### Exercise instructions
Set down each line of the listing exactly as it reads.

* * *

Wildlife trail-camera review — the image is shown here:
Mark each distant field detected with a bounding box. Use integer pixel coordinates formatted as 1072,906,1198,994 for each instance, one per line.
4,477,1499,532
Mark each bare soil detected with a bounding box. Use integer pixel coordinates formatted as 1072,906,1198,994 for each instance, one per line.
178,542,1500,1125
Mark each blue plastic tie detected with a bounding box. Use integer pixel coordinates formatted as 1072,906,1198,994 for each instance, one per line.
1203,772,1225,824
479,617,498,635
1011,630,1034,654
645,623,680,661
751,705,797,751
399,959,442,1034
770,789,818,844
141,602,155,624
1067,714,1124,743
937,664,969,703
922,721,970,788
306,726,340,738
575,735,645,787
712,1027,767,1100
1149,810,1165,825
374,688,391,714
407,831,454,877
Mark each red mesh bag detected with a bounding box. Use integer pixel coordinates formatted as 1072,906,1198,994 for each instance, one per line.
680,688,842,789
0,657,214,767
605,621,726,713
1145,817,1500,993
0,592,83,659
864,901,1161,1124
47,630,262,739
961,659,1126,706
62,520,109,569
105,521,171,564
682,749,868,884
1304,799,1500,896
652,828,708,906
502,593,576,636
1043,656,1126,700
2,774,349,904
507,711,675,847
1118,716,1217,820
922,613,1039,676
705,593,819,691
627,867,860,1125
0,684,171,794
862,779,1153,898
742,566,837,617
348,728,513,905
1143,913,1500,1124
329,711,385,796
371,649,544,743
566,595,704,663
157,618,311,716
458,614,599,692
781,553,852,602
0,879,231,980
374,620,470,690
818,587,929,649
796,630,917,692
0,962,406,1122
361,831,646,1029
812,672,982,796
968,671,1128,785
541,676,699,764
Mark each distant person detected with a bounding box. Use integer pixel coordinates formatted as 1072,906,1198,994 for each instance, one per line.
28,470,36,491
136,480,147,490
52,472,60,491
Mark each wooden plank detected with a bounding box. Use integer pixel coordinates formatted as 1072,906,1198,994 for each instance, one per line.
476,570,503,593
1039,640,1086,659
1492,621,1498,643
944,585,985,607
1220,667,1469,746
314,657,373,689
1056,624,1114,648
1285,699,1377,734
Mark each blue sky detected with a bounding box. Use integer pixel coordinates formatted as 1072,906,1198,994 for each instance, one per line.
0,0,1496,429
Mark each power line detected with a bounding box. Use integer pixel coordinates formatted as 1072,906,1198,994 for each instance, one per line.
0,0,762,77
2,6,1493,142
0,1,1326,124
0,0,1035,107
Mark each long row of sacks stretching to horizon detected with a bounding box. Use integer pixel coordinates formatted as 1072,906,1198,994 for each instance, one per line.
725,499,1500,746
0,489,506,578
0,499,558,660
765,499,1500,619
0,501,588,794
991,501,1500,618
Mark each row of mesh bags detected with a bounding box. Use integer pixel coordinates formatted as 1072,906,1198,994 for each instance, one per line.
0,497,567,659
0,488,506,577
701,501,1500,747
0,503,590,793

* * *

### Response box
Wildlife trail-camera review — the image is shown here:
Mark each distant field detected with a bounding box. Use integer pixel coordinates formatted as 1072,906,1198,994 for each instance, one per line.
4,477,1499,532
Mark each bare soil detected with a bounding box. Use integer pixel coordinates formatted as 1072,906,1198,994 for each instance, one per line.
178,542,1500,1125
Mark each blue plastic tie detected with a bounding box. Use integer pixel coordinates formatted as 1072,906,1198,994 for each instance, one per line.
1203,772,1225,824
479,617,498,635
1011,630,1034,654
645,623,680,661
751,705,797,751
399,959,442,1034
770,789,818,844
141,602,155,624
1067,714,1124,743
937,664,969,703
922,721,970,788
306,726,340,738
575,735,645,787
712,1027,767,1100
1149,810,1165,825
374,688,391,714
407,831,454,877
Mark each red mesh bag detected with a bounding box. Use integer pixel coordinates formatted as 1072,906,1198,994 for each instance, one per line.
680,688,842,789
0,657,214,767
605,621,726,713
1145,817,1500,993
0,592,83,659
864,901,1161,1124
47,630,262,739
961,659,1126,706
62,520,109,569
105,521,171,564
682,749,868,884
1304,799,1500,896
652,828,708,906
502,593,576,636
1043,656,1126,700
2,774,349,904
507,711,675,847
1118,716,1217,820
922,613,1039,676
705,593,819,691
627,867,860,1125
0,684,171,794
862,779,1153,898
742,566,837,617
348,728,513,905
1143,913,1500,1124
329,711,385,796
371,649,544,743
566,595,704,663
157,618,311,716
458,614,599,692
781,553,852,602
0,879,231,980
374,620,470,690
818,587,929,649
796,630,917,692
0,962,406,1122
361,831,646,1029
812,672,982,796
968,671,1128,785
541,676,699,764
Mark each distant person detected with a bounding box. Use integer pixel coordinates formatted as 1072,906,1198,994 for each instance, one per line.
28,470,36,491
136,480,147,490
52,472,60,491
Mark each wooden plank detected with a bounding box. Use integer pixel coordinates formatted as 1072,906,1198,994 for each instance, one per line.
476,570,503,593
1039,640,1086,659
1492,621,1498,643
944,585,985,607
1220,667,1469,746
314,657,373,689
1056,624,1114,648
1285,699,1377,734
Mark each blue sky detected with a bounding box. Use integer pixel coordinates formatted as 1072,906,1198,994 for each instance, one per line.
0,0,1496,429
Mark each power line detected with a bounding box. Use integer pixel coordinates formatted as 1072,906,1198,994 for each instance, one per line.
0,0,762,77
2,6,1493,142
0,1,1326,124
0,0,1035,107
Mark each long row of sacks stretching to horizon detected with a bounding box. Use integer pixel coordinates formatted as 1072,906,1198,994 for each instance, one per line.
725,499,1500,746
0,489,506,578
0,499,558,660
765,499,1500,619
0,501,588,794
991,501,1500,618
Mark each row of mesh bags detected with a bounding box. Use integer pixel coordinates formatted as 1072,906,1198,994 for each instance, one per line.
0,497,567,659
0,488,506,577
701,501,1500,747
0,503,590,793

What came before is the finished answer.